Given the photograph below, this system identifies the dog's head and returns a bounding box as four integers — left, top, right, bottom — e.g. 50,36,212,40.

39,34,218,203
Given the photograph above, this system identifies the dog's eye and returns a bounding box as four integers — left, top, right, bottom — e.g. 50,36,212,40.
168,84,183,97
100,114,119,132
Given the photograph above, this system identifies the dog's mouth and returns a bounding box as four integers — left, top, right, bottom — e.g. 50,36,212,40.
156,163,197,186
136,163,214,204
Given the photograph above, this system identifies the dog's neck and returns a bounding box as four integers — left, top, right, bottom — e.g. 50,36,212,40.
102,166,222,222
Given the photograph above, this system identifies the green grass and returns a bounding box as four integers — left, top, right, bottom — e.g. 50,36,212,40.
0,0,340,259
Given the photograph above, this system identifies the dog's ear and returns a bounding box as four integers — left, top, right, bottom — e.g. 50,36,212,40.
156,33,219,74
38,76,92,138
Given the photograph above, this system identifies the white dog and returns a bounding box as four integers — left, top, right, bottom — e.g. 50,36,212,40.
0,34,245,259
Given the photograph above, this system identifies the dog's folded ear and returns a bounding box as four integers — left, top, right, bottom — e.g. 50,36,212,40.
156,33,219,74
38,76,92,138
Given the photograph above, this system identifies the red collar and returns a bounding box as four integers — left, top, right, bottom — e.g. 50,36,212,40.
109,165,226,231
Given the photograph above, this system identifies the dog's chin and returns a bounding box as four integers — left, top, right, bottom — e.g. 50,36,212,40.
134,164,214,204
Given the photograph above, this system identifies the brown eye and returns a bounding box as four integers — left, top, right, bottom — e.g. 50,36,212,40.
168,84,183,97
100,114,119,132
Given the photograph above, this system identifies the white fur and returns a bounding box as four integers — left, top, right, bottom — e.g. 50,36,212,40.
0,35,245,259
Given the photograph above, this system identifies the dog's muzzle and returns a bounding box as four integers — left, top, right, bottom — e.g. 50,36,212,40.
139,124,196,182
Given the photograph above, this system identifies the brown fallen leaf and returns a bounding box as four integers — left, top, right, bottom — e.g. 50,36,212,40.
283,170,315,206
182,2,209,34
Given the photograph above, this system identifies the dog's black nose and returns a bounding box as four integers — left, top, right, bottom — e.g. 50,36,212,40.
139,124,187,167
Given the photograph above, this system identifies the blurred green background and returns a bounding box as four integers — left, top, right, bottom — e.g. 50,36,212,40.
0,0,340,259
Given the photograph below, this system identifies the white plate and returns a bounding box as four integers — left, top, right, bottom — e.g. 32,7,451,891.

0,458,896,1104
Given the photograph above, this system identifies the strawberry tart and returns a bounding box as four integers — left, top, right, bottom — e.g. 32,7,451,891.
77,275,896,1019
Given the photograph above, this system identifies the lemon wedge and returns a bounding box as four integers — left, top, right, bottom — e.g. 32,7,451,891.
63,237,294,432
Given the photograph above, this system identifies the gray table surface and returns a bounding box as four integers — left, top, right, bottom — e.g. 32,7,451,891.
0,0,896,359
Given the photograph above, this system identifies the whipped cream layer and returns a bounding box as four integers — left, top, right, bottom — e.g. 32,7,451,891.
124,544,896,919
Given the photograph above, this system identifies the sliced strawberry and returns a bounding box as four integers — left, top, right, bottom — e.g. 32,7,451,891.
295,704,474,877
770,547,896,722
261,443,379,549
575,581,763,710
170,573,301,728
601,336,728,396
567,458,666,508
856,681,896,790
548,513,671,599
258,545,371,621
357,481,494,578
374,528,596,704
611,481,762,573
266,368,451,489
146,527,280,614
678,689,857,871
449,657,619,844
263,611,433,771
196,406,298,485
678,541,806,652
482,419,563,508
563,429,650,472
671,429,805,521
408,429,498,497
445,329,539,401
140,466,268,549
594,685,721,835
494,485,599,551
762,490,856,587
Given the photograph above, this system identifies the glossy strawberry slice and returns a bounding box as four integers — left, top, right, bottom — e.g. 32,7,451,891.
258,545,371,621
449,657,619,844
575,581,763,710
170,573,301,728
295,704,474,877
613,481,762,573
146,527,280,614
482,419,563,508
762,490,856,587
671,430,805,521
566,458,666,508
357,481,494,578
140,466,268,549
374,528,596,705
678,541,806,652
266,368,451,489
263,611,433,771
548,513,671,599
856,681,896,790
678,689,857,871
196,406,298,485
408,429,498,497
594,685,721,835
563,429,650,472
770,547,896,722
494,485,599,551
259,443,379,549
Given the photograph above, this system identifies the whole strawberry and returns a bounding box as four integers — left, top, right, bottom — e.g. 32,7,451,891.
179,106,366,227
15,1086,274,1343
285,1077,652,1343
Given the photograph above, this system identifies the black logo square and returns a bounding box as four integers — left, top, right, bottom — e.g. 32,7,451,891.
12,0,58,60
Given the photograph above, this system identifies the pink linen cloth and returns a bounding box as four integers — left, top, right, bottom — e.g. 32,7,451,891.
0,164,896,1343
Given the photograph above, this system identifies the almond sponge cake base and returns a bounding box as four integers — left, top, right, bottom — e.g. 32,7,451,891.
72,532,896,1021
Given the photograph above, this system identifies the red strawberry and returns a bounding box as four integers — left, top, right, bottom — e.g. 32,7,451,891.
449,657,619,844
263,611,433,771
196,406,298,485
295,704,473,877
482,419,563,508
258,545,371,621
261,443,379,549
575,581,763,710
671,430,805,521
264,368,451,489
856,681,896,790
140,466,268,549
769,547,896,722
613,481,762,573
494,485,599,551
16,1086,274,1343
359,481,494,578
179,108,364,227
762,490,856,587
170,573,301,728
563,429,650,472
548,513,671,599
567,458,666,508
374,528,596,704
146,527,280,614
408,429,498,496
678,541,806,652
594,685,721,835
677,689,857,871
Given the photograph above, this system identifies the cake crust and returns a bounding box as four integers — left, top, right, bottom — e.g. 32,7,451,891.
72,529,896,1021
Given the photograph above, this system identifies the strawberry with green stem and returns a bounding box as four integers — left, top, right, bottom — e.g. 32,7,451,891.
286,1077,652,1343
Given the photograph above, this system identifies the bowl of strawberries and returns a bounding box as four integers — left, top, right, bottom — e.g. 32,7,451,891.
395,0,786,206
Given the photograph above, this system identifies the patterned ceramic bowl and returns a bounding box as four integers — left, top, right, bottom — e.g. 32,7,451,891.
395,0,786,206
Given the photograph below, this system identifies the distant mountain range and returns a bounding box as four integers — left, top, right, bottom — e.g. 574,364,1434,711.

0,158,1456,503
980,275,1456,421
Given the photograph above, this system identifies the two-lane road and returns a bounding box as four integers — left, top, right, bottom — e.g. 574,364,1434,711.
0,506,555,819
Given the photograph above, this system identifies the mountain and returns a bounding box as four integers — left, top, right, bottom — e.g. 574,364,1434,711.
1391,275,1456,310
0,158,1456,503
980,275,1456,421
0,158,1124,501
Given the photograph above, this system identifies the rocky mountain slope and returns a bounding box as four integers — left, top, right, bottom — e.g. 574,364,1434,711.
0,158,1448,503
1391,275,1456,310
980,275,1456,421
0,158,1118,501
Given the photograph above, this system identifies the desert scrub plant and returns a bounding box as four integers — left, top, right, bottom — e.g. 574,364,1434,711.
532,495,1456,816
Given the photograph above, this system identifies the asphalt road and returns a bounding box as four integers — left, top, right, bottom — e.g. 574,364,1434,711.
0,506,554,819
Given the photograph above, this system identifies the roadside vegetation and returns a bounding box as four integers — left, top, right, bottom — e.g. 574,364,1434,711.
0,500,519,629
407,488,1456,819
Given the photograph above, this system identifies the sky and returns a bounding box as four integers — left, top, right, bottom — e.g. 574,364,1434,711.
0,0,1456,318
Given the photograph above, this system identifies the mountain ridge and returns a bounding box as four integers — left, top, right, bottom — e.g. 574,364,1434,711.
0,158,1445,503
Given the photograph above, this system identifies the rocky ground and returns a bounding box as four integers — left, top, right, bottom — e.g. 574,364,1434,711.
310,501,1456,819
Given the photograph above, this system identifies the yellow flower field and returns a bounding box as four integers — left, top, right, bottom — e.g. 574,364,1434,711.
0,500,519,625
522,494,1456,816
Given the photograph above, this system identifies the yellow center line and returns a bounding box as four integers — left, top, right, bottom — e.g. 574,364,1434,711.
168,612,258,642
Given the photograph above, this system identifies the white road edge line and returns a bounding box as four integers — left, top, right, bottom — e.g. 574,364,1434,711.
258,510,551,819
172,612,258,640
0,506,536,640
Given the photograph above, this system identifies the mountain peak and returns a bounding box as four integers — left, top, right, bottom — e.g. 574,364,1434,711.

> _Required work_
Copy word for word the lines of the records above, starting with the line that contains "Given the photograph above, this system identifies the cake" and going on through the line that contains "286,1077,652,1343", including both of those lines.

> _Full response_
Given the photograph above, this system identifies the cake crust and returns a bounding box as four integers — left, top, right, bottom — e.g. 32,7,451,891.
72,529,896,1021
Given the photograph above, this system identifies the strawberry with green stem and returns a bounding box as four integers — left, top, right, bottom — e.g. 32,7,451,891.
286,1077,652,1343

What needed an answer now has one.